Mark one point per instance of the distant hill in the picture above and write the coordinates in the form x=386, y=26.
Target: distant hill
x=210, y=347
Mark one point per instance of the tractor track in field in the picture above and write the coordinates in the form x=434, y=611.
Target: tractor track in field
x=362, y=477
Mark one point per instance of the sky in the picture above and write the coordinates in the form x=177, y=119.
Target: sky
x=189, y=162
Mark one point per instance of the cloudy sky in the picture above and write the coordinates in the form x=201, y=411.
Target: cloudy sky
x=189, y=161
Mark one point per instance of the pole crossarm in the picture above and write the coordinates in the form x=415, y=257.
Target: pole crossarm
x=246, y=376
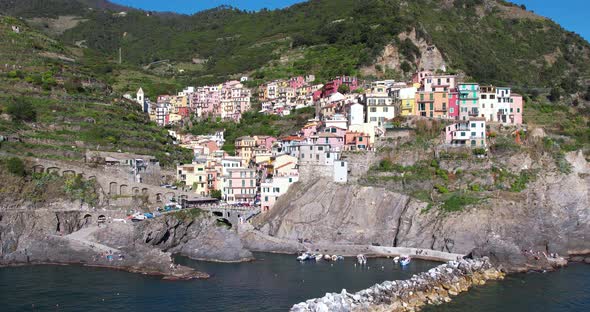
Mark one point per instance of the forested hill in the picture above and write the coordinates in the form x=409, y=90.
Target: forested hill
x=492, y=41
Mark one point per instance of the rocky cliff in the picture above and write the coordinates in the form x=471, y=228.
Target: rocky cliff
x=433, y=287
x=552, y=216
x=70, y=237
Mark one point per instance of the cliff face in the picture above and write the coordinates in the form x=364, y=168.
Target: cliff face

________________________

* Exercise goal
Reproduce the listing above word for word, omitting the pictures.

* Written reply
Mark one point per instance of the distant hill in the picture above and write the coordinates in the form x=386, y=26.
Target: distant hill
x=210, y=347
Mark one point per instance of the tractor track in field in the picture above and write the coordinates in the form x=434, y=611.
Target: tractor track in field
x=362, y=477
Mark one point per instance of the sky in the picture above and write the coordinates in the form x=177, y=119.
Target: sky
x=189, y=162
Mark one point per instance of the cloudy sky in the picture above and write the coordinates in the form x=201, y=411.
Target: cloudy sky
x=189, y=161
Mark one point per instance of the pole crossarm in the picture above and write the coordinates in the form x=415, y=257.
Target: pole crossarm
x=246, y=376
Mark one point per instance of the forested hill in the picture above and write the coordinates in the form x=409, y=90.
Target: forested hill
x=492, y=41
Mark one point per instance of the rocky cliff in the picture above and write the coordinates in the form x=471, y=228.
Target: rocky cliff
x=433, y=287
x=552, y=216
x=70, y=237
Mark one point per instance of the cliff face in the picture above and write the coordinates in the form x=364, y=168.
Target: cliff face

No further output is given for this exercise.